[[ DATA PROVIDED, beginning ]]
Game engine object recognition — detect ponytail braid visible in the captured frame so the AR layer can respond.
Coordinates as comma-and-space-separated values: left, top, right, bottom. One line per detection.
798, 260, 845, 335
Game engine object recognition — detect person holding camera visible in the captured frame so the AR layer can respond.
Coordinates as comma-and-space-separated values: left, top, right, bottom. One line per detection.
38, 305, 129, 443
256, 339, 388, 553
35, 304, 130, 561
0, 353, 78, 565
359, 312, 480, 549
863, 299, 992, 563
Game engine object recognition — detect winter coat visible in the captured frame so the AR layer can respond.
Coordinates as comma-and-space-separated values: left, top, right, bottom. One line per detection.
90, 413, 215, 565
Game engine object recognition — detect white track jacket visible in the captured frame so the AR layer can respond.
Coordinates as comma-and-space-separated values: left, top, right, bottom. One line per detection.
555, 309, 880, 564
[[ DATA PROVIDED, end ]]
PROBLEM DESCRIPTION »
Every line of the material above must be set down again exactly.

EXERCISE SOLUTION »
Game engine object recognition — detect ponytail braid visible in the captured frame so the AR layer can respond.
Coordinates as comma-and-space-separated values: left, top, right, bottom. One line per detection.
798, 260, 845, 335
Game engine object recognition — detect person holding camera visible in the captured frame so the AR layer can respond.
Coordinates as comma-and-space-separated values: left, top, right, bottom. One line per detection.
38, 305, 129, 443
256, 339, 388, 553
35, 304, 130, 561
0, 353, 78, 565
359, 312, 480, 549
863, 299, 992, 563
Game engine object recognition — detect winter coat visible in the captured frame so the AR layer can respond.
Coordinates as comma-and-space-separated values: left, top, right, bottom. One line per detection.
90, 413, 215, 565
Game engine object recognition — detect white track jacket visible in the captured frame so the AR layer can respond.
Coordinates as comma-and-space-separated values: left, top, right, bottom. One line per detection.
555, 309, 880, 564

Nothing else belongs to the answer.